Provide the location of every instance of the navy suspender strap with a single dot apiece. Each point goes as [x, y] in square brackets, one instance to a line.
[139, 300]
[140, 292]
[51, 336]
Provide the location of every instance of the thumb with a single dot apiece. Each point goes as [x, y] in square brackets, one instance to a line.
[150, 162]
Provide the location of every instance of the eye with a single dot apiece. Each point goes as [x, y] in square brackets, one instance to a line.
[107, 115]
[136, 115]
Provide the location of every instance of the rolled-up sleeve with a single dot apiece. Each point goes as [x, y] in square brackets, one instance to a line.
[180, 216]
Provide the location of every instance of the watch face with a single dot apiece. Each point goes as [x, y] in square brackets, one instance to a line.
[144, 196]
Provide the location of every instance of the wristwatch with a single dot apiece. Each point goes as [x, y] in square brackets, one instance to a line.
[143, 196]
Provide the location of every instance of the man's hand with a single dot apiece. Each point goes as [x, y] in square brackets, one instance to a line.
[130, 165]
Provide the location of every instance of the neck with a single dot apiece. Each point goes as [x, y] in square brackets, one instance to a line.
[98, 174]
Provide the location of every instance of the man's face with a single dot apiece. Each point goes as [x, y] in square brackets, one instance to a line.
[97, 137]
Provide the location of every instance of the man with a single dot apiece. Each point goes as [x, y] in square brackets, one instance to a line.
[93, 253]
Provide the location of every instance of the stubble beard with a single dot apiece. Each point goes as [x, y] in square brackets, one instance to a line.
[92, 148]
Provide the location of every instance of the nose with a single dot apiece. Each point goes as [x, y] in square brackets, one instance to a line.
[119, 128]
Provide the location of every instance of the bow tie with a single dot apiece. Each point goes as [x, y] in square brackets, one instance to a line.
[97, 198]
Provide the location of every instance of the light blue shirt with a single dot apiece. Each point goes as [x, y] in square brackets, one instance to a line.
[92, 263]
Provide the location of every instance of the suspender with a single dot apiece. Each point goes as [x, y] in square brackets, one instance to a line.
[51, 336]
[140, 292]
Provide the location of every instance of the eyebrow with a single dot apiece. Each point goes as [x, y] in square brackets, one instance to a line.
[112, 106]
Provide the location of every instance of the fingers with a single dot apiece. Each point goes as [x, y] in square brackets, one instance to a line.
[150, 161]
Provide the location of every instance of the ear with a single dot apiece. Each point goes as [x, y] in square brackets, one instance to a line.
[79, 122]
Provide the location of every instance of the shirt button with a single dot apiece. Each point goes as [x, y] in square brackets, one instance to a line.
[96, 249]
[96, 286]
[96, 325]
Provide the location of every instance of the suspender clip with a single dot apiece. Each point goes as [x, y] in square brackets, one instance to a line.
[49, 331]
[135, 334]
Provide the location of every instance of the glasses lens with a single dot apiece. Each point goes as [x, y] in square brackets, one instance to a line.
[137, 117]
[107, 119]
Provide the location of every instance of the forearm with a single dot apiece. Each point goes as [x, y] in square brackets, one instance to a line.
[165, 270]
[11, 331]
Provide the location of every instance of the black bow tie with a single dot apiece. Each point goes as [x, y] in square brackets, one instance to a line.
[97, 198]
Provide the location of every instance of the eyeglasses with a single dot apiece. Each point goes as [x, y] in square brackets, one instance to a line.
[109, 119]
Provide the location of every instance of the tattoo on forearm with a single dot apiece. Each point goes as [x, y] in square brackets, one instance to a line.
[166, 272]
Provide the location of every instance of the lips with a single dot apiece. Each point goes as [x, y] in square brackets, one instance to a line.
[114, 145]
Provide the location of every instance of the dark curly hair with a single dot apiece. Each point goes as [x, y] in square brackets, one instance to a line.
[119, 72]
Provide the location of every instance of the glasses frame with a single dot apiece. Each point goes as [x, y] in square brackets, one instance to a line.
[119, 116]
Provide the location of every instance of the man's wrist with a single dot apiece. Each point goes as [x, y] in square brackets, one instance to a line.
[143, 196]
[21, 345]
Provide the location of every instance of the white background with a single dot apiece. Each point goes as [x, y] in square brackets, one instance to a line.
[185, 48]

...

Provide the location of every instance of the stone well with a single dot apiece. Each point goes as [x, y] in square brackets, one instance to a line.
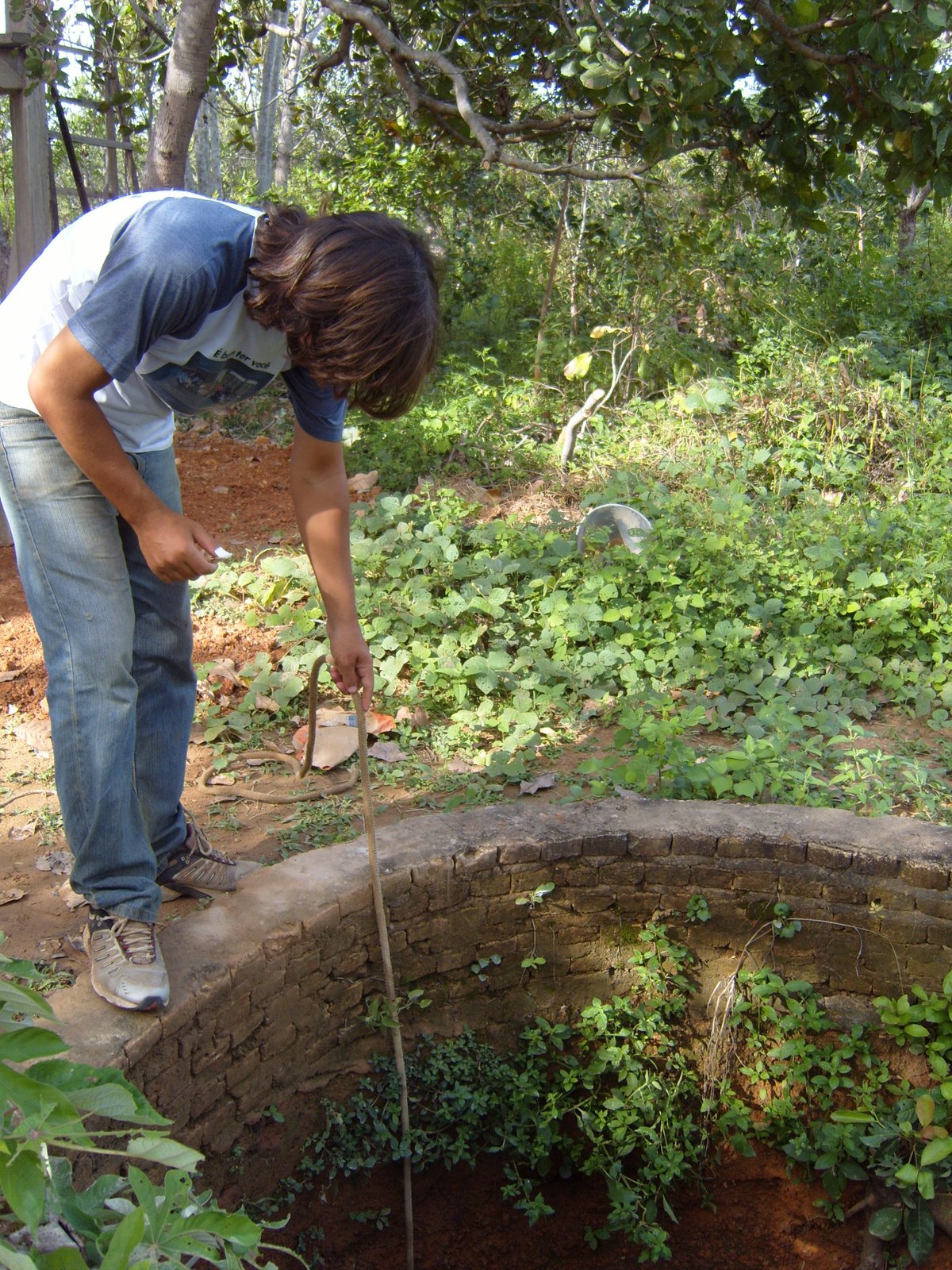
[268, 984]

**What to produce:**
How many lines in the listing contain the word "forearm"? Reply with only the number.

**Answer to the task:**
2